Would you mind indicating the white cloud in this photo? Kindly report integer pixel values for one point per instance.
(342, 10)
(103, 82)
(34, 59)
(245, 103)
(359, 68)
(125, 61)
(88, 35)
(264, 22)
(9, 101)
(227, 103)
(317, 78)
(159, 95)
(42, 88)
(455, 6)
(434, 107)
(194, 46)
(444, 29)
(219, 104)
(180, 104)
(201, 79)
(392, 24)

Exercise description:
The full listing must be copied exactly, every line included.

Solution to the problem:
Would you mind indicating the white cloud in this photo? Kindly report integer pixel values for one point per instance.
(342, 10)
(103, 82)
(34, 59)
(245, 103)
(359, 68)
(125, 61)
(88, 35)
(264, 22)
(9, 101)
(227, 103)
(317, 78)
(159, 95)
(42, 88)
(455, 6)
(434, 107)
(194, 46)
(444, 29)
(219, 104)
(180, 104)
(201, 79)
(392, 24)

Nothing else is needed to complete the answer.